## WRITTEN PROBLEM
Write out all of the entries exactly, please.

## MATERIALS PROVIDED
[start]

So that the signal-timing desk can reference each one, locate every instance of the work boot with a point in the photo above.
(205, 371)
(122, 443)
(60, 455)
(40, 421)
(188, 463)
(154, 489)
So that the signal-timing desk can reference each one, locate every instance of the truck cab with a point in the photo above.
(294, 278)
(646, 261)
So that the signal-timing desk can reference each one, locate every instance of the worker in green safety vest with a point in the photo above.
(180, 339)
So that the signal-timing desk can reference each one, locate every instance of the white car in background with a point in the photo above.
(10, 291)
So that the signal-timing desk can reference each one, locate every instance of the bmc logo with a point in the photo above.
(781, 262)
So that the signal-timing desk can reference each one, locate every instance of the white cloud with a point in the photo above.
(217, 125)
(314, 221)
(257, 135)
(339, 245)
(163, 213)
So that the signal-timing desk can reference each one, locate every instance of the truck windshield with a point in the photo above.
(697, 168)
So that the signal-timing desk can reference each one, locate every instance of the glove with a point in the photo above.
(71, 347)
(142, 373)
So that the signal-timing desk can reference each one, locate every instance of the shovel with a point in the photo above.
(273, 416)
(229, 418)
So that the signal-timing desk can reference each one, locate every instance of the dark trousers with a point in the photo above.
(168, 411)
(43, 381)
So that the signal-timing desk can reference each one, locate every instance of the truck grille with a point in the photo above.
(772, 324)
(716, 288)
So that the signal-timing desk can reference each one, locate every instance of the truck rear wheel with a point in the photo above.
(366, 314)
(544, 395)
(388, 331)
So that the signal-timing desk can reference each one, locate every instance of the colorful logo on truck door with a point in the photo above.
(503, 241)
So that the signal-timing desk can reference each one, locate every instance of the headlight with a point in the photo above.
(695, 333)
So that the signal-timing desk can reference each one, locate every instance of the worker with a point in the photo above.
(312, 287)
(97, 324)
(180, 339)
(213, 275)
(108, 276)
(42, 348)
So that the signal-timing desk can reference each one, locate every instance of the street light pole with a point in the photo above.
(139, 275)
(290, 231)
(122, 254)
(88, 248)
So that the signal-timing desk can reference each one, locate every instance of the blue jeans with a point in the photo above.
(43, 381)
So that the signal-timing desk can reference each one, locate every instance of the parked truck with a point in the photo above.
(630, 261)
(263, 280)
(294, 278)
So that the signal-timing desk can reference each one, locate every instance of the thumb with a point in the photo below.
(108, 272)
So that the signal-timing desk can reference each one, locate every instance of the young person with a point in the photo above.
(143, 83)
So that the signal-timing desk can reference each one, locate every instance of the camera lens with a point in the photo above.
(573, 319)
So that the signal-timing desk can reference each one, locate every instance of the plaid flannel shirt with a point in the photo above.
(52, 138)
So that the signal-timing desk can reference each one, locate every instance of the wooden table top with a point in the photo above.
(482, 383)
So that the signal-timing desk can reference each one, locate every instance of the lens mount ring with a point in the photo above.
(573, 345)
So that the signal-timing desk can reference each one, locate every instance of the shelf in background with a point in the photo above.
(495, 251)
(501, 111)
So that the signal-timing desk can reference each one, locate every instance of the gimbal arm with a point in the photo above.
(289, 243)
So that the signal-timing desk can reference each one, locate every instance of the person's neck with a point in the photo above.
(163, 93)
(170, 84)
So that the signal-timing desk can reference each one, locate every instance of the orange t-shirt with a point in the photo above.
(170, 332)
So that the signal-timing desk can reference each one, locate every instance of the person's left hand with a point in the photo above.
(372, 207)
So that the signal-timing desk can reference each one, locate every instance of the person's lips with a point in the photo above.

[end]

## RESULT
So that the signal-timing desk can reference each one, locate every instance of the work boot with a point in the photo above.
(205, 371)
(122, 443)
(60, 455)
(40, 421)
(188, 463)
(154, 489)
So that the signal-timing desk can reference each one, locate every instance of the truck cab with a point in the photo above.
(294, 278)
(646, 261)
So that the signal-timing desk can reference each one, locate every instance of the worker in green safety vest with a point in the photo above.
(180, 339)
So that the signal-timing desk can reference each one, locate every instance of the white car in background with a point in the photo above.
(10, 291)
So that the signal-timing desk can reference each one, locate every instance of the bmc logo with a point in the photo above.
(781, 262)
So that the signal-timing desk can reference each one, locate every instance of the white cloud with a point in the photo above.
(217, 125)
(314, 221)
(257, 135)
(339, 245)
(163, 213)
So that the signal-timing desk can reference each one, locate every instance of the truck windshield with a point in the photo above.
(697, 168)
So that the signal-timing desk can reference each one, locate every instance of the glove with a point in the photo above.
(71, 347)
(142, 373)
So that the signal-timing desk can reference each one, locate every instance of the shovel with a point in the photo above.
(273, 416)
(229, 418)
So that the signal-timing desk can reference each one, locate every instance of the dark trousers with a point in the photo above.
(168, 411)
(43, 381)
So that the signal-timing desk can reference each one, locate every instance of the truck grille with a point in the photo above.
(772, 324)
(716, 288)
So that the signal-timing desk can reference each one, locate every instance of the truck rear wheel with a point in the photo above.
(366, 314)
(544, 395)
(388, 331)
So that the signal-timing desk can reference each one, locate every instance of the colorful logo on truck door with a point in the photo above.
(503, 241)
So that the signal-timing desk can reference each one, locate every instance of the headlight with a point in the photo above.
(695, 333)
So that the signal-timing desk can reference each one, locate every instance of the worker with a point in the photo above.
(312, 287)
(97, 324)
(180, 339)
(213, 275)
(108, 276)
(42, 348)
So that the signal-timing desk can reference each one, locate every instance of the street light pole with a point in the photo above.
(139, 275)
(290, 231)
(122, 254)
(88, 248)
So that the signal-timing desk can reference each one, locate every instance of the blue jeans with a point in the photo above.
(43, 381)
So that the signal-timing desk can reference each one, locate every instance of the parked truck with a point in the photo above.
(630, 261)
(263, 280)
(294, 278)
So that the signal-timing desk can reference each one, locate every instance of the thumb with a point in the photo below.
(108, 272)
So that the signal-timing desk can reference each one, locate every instance of the young person with a point in the photo above.
(143, 83)
So that the signal-timing desk can reference each one, locate every instance of the camera lens with a point in the photo above.
(573, 319)
So that the signal-timing desk can reference each one, locate every instance of the plaid flannel shirt with a point in the photo above.
(52, 138)
So that the signal-timing desk can reference each one, locate every instance of the wooden table top with a point in the photo above.
(482, 383)
So that the signal-timing desk can reference each one, locate every instance of the lens mount ring with a point in the photo above.
(573, 345)
So that the signal-timing desk can reference each one, locate every instance of the shelf in background with a point in the photo above.
(495, 251)
(501, 111)
So that the signal-timing desk can reference each one, locate every instance of the gimbal arm with a point in the photo above.
(289, 243)
So that the signal-timing desk can reference each one, locate every instance of the person's neck with a point in the photo above.
(163, 93)
(170, 84)
So that the signal-timing desk can reference each one, locate every instance of the orange t-shirt with a point in the photo above.
(170, 332)
So that the signal-timing desk can reference each one, locate every instance of the person's left hand with a point in the photo above.
(372, 207)
So that the signal-timing desk can reference each one, locate every instance of the person's lips with a point in the photo above.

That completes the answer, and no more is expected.